*Assignment*
Each entry below has to be written out again exactly.

====== Exercise material

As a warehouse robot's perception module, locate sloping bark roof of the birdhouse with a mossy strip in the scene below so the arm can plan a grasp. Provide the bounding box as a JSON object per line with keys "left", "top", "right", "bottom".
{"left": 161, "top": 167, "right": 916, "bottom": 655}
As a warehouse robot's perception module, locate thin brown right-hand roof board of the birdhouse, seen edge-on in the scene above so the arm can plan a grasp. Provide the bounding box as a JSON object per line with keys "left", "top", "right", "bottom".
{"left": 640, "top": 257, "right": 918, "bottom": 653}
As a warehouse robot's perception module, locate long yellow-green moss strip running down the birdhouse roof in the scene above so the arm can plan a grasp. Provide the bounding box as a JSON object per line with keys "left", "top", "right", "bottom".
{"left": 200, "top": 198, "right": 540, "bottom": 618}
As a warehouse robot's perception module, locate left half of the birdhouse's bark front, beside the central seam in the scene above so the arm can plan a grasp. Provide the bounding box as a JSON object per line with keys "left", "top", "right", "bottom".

============

*Exercise answer*
As a warehouse robot's perception module, locate sloping bark roof of the birdhouse with a mossy strip in the scene below so the arm can plan a grasp. Provide the bounding box as a JSON object per line with keys "left", "top", "right", "bottom".
{"left": 161, "top": 167, "right": 916, "bottom": 655}
As a warehouse robot's perception module, locate thin brown right-hand roof board of the birdhouse, seen edge-on in the scene above so the arm can plan a grasp. Provide the bounding box as a JSON object per line with keys "left", "top", "right", "bottom".
{"left": 640, "top": 257, "right": 918, "bottom": 653}
As a warehouse robot's perception module, locate long yellow-green moss strip running down the birdhouse roof in the scene above so the arm can plan a grasp. Provide the bounding box as a JSON object per line with keys "left", "top", "right", "bottom".
{"left": 200, "top": 198, "right": 540, "bottom": 618}
As a warehouse robot's perception module, locate left half of the birdhouse's bark front, beside the central seam in the scene above so the arm can plan a grasp. Provide the bounding box as a JSON object per line with keys "left", "top", "right", "bottom".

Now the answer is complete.